§ **Records for this task**
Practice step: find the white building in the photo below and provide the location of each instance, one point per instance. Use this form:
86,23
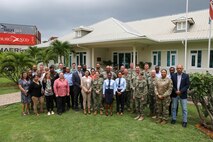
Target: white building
158,40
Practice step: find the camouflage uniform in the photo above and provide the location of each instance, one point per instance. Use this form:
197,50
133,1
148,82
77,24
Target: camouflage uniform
140,95
97,85
163,88
128,91
146,75
152,96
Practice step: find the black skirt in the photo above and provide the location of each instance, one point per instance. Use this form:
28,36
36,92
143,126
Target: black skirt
109,96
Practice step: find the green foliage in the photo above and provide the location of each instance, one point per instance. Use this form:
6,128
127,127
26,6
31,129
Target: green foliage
202,93
141,64
12,64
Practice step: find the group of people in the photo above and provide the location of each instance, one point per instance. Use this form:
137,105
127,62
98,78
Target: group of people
95,90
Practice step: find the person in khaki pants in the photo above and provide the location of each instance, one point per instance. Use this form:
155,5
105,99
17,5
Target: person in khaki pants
36,93
86,85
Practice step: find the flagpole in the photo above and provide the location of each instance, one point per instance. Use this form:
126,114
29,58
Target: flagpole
185,61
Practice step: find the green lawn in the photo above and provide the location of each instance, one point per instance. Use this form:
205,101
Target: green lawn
76,127
7,86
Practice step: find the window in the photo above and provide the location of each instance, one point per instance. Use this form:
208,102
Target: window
156,58
196,58
171,58
211,59
181,26
120,58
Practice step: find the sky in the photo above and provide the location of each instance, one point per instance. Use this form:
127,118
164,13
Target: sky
59,17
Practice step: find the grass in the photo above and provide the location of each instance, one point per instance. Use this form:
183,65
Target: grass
7,86
76,127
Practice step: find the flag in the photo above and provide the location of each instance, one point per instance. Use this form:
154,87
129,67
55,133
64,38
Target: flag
211,9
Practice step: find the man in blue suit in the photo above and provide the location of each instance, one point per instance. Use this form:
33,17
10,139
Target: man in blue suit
180,86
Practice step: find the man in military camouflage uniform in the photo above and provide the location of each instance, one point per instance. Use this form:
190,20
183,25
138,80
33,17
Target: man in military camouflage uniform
140,96
146,74
151,95
97,89
163,89
127,77
134,76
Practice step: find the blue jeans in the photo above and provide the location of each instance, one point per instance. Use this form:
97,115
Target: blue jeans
183,103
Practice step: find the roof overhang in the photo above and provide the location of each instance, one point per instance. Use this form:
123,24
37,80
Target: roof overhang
183,19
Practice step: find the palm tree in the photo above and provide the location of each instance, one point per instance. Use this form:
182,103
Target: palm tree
46,55
13,64
33,52
61,48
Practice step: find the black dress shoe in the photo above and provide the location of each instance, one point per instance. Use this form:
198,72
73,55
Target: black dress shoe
173,121
184,124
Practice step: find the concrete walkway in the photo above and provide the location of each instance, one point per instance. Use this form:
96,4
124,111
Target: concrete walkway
10,98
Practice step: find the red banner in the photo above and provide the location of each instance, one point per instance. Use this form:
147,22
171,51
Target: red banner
17,39
211,9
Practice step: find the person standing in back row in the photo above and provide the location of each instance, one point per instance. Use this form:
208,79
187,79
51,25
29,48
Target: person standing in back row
181,84
76,79
61,89
163,89
120,93
86,85
109,90
97,89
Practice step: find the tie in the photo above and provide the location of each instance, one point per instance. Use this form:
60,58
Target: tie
109,84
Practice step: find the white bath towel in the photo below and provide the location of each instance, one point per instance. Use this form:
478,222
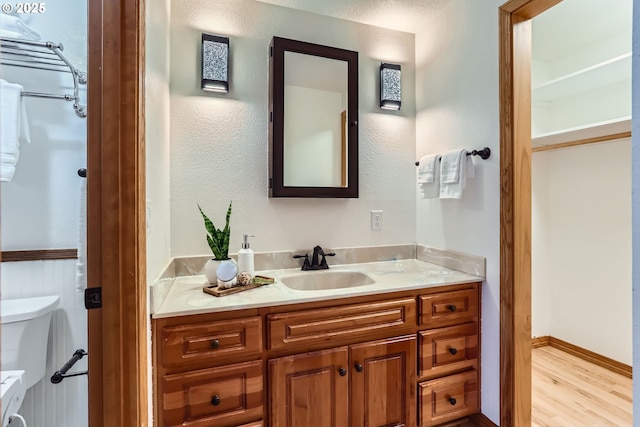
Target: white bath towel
455,168
13,128
81,267
429,176
15,28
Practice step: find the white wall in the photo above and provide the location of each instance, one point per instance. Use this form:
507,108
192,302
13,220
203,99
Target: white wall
635,185
219,143
40,205
40,210
457,107
582,247
157,114
541,284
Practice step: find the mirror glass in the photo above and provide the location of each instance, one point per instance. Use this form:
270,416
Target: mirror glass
315,111
313,130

§ **Given request**
Retype all entries exactly as they appear, dropping the images.

§ **Completed task**
Practice step: find the white building in the photo below and provide the location of each instance, one point per instance. Use this form:
86,23
Target: white building
158,40
Practice step: find the camouflage uniform in the photo above and provide the location of each instance, one point per instance. Use this form:
197,50
133,1
148,82
77,24
Target: camouflage uniform
140,95
97,85
163,88
128,91
146,75
152,96
Practice step: find the black skirt in the photo above and provide the location of each instance, one point per instance. Use this form:
28,36
36,92
143,126
Target: black skirt
109,96
Practice step: find the green foliage in the photo above and provide the location of each instance, one point per instance. Use this form:
6,128
127,127
26,6
31,129
Target: green foliage
202,93
141,64
12,64
Practice step: find the group of people in the photo above and provide the location of each instance, one point per instance. Use this form:
137,105
127,62
98,78
Target: group of people
95,90
Practice step: find the person in khaki pants in the photo above and provide the location of each instance, one point per instance. Use this form:
155,5
105,99
17,5
Target: person in khaki pants
36,93
86,85
Practice step: find the flagpole in the photo above and provide the location of each instance, one point per instance. Use this form:
126,114
29,58
Target: flagpole
185,61
Practice step: find the green lawn in the photo above and provide the location of each instance, one point per instance. Use this form:
205,101
Target: green lawn
76,127
7,86
Practice step: find the window in the photo above and provide the location of each instance, one point per instance. Use this form:
208,102
Target: window
156,58
196,58
171,58
211,59
181,26
120,58
Practice step: find the sky in the photo above and provide the location of each instance, one point per instance. Use this form:
127,118
164,13
Target: sky
59,17
Practice step: find the grass in the photo above and provide the location of each instance, one point per instance. Use this form:
183,65
Target: grass
7,86
76,127
Practice step: find the flag in the photo above and provide the location of each instance, one point per instance. Use this form:
154,87
129,67
55,133
64,38
Target: flag
211,9
Practice step: find the man in blue suit in the photo above and provide the location of each instance, one point per instance. Use this form:
33,17
10,139
Target: man in blue suit
180,86
Practice step: find the man in military camouflage uniform in the photo above and provide the location of each instance, one point per instance. Use this form:
190,20
183,25
138,80
33,17
Target: man in military camouflage uniform
140,96
146,74
151,95
97,89
163,89
127,77
134,76
Practice step: find the blue jeans in the photo above and provide the location of each instance, one point per instance. Use this form:
97,115
Target: blue jeans
183,103
Practice step: find the roof overhang in the photo above and provide the location of each instance, one point per instance. Use this form:
123,24
37,80
Target: roof overhang
183,19
Practice step: find the palm tree in the photo above and provide the location of each instance, one point per instance. Use this form:
182,103
Target: palm tree
46,55
13,64
33,52
61,48
Practice step: find the black dress shoe in the photo above and provide the location of each instance, one point per instance. Use this form:
198,72
73,55
Target: black dress shoe
173,121
184,124
Practice step: find the concrete walkway in the photo above and provide the location of each instance, one point per instance. Use this form:
96,4
124,111
Target: concrete walkway
10,98
Practice step: find the red banner in the photo above and provide the location of each instance, one point per instance. Use this form:
147,22
171,51
Target: red banner
17,39
211,9
Practice step: find the person standing in back row in the photo above and provide the location of each instance, one point per instance. Use this form:
208,79
187,79
51,25
29,48
Target: person standing in back row
181,84
76,79
61,89
163,89
120,93
86,85
109,90
97,89
Practice step: find the tie in the photo above and provide the location of each instance, one point per instance. Use this form:
60,58
Target: tie
109,84
Practice step: find the white bath towel in the photo below and provide the location of each instance, one point per instance. Use this form:
478,222
Target: white bath towel
455,168
13,128
81,267
429,176
15,28
Practice step: find the white wall in the photo above and provide the location of each instance, one point per instance. Use this form:
507,108
192,302
13,220
203,99
Target: white wall
635,185
219,143
40,205
40,210
457,107
582,247
157,114
541,284
Practice step: find the mirror glass in the photo above and provide the location of each instance, one point per instance. Use this form:
270,416
Target: mirror glass
315,111
313,130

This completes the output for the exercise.